- _Task to carry out_
Each record below should be printed exactly as it was written.

[[ Data section, beginning ]]

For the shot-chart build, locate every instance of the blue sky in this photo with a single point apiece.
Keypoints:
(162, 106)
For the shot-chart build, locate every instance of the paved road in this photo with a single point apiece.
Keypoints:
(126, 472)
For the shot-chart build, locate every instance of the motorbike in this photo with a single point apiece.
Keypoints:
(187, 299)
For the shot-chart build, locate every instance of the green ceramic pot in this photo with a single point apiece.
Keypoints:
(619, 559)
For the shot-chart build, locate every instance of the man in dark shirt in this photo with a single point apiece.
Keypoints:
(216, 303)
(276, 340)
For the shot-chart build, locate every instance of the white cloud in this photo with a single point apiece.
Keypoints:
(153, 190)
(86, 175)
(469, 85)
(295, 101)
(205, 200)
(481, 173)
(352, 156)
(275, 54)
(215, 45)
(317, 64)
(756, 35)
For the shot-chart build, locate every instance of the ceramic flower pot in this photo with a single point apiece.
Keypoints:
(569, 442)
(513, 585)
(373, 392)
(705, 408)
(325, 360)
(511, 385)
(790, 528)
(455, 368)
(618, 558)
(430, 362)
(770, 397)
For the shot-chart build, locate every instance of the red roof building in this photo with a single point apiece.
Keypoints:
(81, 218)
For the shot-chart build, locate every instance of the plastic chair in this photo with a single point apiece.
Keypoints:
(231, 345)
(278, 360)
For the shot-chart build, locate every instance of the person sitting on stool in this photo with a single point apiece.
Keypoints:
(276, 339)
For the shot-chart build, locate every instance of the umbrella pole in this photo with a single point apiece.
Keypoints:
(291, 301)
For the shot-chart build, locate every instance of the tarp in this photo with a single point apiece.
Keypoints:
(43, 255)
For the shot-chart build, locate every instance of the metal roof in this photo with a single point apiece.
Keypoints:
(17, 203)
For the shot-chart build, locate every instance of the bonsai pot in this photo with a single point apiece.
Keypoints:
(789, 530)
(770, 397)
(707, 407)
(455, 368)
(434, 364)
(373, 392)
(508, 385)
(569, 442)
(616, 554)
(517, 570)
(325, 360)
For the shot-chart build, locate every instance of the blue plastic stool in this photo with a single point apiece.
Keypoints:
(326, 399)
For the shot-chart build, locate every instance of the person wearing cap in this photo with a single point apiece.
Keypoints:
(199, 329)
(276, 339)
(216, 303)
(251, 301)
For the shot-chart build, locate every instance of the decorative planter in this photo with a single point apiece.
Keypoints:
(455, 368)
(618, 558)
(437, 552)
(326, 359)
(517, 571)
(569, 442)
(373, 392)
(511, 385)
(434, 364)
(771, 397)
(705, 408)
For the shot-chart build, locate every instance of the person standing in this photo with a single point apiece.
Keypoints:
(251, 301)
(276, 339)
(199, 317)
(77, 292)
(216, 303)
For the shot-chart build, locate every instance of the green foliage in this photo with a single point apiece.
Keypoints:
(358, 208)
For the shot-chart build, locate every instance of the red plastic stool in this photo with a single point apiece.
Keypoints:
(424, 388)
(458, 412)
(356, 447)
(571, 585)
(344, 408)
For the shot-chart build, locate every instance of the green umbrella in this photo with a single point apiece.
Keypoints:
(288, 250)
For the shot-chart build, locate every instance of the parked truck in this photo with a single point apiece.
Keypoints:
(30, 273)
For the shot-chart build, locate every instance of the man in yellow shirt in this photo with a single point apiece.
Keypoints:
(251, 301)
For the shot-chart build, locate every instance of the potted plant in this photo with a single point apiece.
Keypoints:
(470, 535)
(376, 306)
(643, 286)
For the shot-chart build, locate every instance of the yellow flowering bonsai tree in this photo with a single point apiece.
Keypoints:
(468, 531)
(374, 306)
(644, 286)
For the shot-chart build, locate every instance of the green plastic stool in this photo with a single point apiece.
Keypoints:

[[ Data section, end ]]

- _Written solution_
For the shot-chart build, locate every instance of the blue sky in this photo with a single point apiece.
Keypoints:
(162, 106)
For the shot-chart build, locate every instance of the paved road in this photo with a single point apiece.
Keypoints:
(126, 472)
For the shot-chart build, locate every instance of the motorbike in this photo with a single point apiece.
Keypoints:
(187, 299)
For the shot-chart build, locate every instance of the green ceramic pot in this photo with a single point apiece.
Keypoints:
(619, 559)
For the shot-chart build, locate every instance of the man in dark shirt in this photo with a single point apiece.
Keypoints:
(216, 303)
(276, 340)
For the shot-chart build, locate every instance of the white cloud in this photo with a single point apiece.
Keypoints:
(153, 190)
(86, 175)
(469, 85)
(295, 101)
(205, 200)
(481, 173)
(352, 156)
(275, 54)
(215, 45)
(317, 64)
(756, 35)
For the shot-chart build, locate every instance of the ceramic flower pot in this photo with a single point apiece.
Keypoints:
(569, 442)
(513, 585)
(373, 392)
(705, 408)
(325, 360)
(511, 385)
(790, 528)
(455, 368)
(618, 558)
(430, 362)
(770, 397)
For the shot-chart build, locate every instance of the red roof building in this photo with a single point apiece.
Keypoints:
(81, 218)
For the shot-chart build, locate every instance of the plastic chair in this photo with a single point apiece.
Keypoints:
(231, 345)
(278, 360)
For the shot-chart build, locate every instance of the person sitting on stool in this photo with a single point apiece.
Keypoints:
(276, 339)
For the shot-chart build, locate every instance of the umbrella pole in this photo with a single point apiece.
Keypoints:
(291, 301)
For the shot-chart build, locate every instance of the tarp in this photo with a single point apiece.
Keypoints:
(43, 255)
For the shot-chart build, locate every instance of the metal roof in this photo with a single point apiece.
Keypoints:
(17, 203)
For the shot-chart build, locate every instance of the bonsai pot in this photo with a single point apiece.
Keypoints:
(789, 530)
(770, 397)
(707, 407)
(455, 368)
(434, 364)
(373, 392)
(508, 385)
(569, 442)
(616, 554)
(517, 570)
(325, 360)
For the shot-chart build, locate every instance of the blue plastic stool in this photo with a single point apiece.
Keypoints:
(326, 399)
For the shot-chart build, locate every instance of the person wearing cap in this photo with a single point apiece.
Keypoints:
(199, 329)
(276, 339)
(216, 303)
(251, 301)
For the shot-chart build, locate every instance of the decorative planter in this photo with a single point apiece.
Keypoints:
(455, 368)
(618, 558)
(437, 552)
(326, 359)
(517, 571)
(569, 442)
(373, 392)
(511, 385)
(434, 364)
(771, 397)
(705, 408)
For the shot-chart build, locate every instance of the person standing in this photo with a single point apiece.
Keypoints:
(251, 301)
(276, 339)
(199, 317)
(77, 292)
(216, 303)
For the shot-chart build, locate every instance of the green foliage in this photo with a single point apiece.
Keypoints:
(358, 208)
For the shot-chart build, locate every instance of the red plastic stool in this photo with a single point apiece.
Keypoints:
(424, 388)
(458, 412)
(356, 447)
(571, 585)
(344, 408)
For the shot-chart build, locate every instance of the green umbrella in this photo with a single point apiece.
Keypoints:
(288, 250)
For the shot-chart build, locate every instance of the parked truck in this photo with a single point apiece.
Keypoints:
(30, 273)
For the shot-chart build, locate every instance of the man in yellow shirt in this photo with a single point apiece.
Keypoints:
(251, 301)
For the shot-chart build, locate every instance of the potted plant in this photo with a single point apiece.
Keypoints:
(470, 535)
(376, 306)
(643, 286)
For the shot-chart build, locate every instance of the yellow flowering bonsai tree in this photo with a single point apiece.
Keypoints:
(468, 531)
(374, 306)
(644, 286)
For the shot-chart build, locate every instance of the green plastic stool in this photo with a single point apiece.
Keypoints:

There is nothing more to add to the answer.